• _Written problem_
Rewrite the records from the line holding "In this exercise you will locate the rough" through the end of the records, inclusive, keeping the requests unchanged and scaling every coordinate in the answers by 1.45, rounded to whole numbers with halves rounded up. Leave the pictures out.

[Labeled-object pointing records]
======

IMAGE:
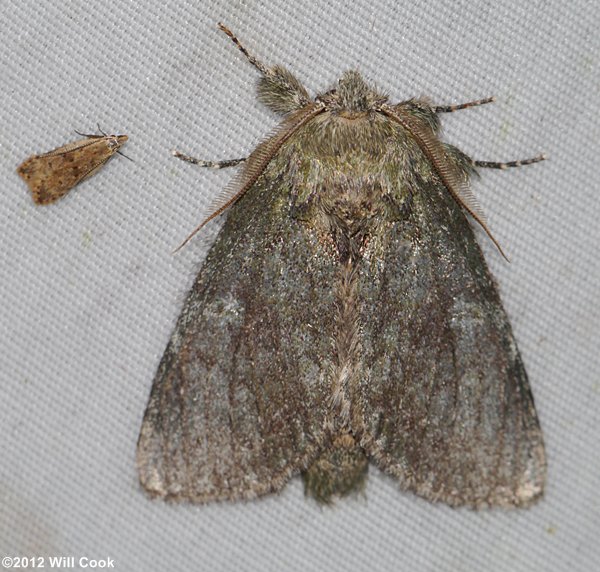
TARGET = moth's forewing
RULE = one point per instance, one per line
(241, 395)
(444, 402)
(52, 175)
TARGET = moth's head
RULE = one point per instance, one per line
(353, 94)
(280, 91)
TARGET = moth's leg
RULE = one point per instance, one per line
(452, 108)
(278, 89)
(507, 165)
(258, 65)
(208, 164)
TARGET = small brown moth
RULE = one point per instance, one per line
(52, 175)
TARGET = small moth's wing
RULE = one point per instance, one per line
(52, 175)
(444, 404)
(240, 398)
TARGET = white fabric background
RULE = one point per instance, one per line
(90, 289)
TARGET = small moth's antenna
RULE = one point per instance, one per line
(260, 67)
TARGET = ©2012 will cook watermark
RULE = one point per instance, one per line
(56, 562)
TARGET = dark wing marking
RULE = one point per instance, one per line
(240, 397)
(444, 404)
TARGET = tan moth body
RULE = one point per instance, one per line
(52, 175)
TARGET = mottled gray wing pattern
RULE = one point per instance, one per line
(444, 404)
(240, 397)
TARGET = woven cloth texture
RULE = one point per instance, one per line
(90, 289)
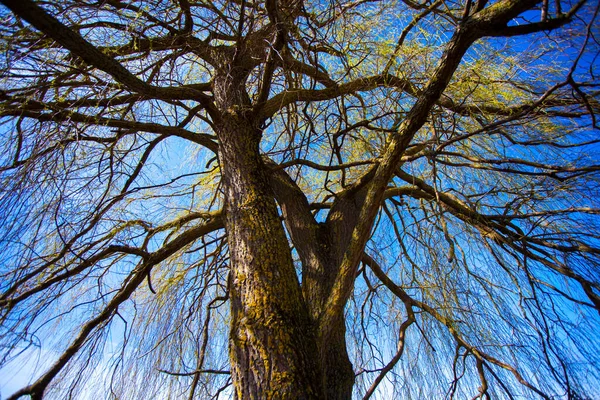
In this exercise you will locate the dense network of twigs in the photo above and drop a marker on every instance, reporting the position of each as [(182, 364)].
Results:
[(481, 274)]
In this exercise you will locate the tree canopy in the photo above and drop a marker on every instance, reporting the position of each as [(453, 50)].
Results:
[(301, 199)]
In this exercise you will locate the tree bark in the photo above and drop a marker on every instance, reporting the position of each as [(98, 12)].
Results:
[(273, 349)]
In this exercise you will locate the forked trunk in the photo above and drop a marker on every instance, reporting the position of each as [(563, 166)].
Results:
[(273, 349)]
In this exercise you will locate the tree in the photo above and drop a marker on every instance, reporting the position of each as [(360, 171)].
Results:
[(301, 200)]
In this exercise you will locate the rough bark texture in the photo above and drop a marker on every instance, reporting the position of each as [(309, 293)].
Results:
[(273, 347)]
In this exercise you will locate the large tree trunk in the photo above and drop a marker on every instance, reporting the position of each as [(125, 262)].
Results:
[(320, 247), (273, 347)]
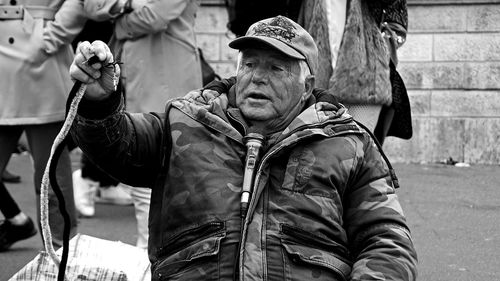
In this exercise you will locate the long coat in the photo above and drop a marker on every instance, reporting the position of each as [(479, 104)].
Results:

======

• _Worked solution_
In this exercise you will locate the rough bark texture in the photo above and drop a marker on every instance, reporting the position of each as [(309, 293)].
Results:
[(396, 503)]
In this exercise you will locate the large tree trunk in the photo above and drop a marker on every instance, reporting the position of each as [(125, 262)].
Results:
[(464, 358), (396, 503)]
In this exercise you will locate the long coat in the photo above and drop a marker on every instance, reporting the position of each as [(479, 104)].
Results:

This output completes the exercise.